• [Aim of the task]: Reproduce every line of the records below without changes, and omit the pictures from your answer.

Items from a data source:
--- --- ---
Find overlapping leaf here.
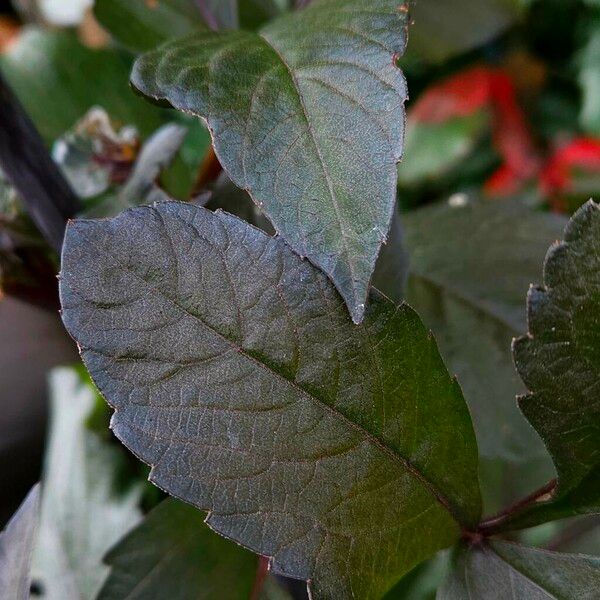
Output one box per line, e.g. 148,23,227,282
33,368,140,600
506,201,600,524
437,540,600,600
0,28,164,143
98,499,258,600
61,203,480,598
0,486,40,600
132,0,408,322
94,0,206,52
404,199,566,512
--- --- ---
• [Problem solution]:
Find overlapping leaf here.
Output one box per line, e.g. 148,23,227,282
33,368,140,600
506,201,600,524
437,540,600,600
0,28,164,143
98,499,258,600
61,203,480,598
0,486,40,600
132,0,408,322
94,0,206,52
404,199,566,512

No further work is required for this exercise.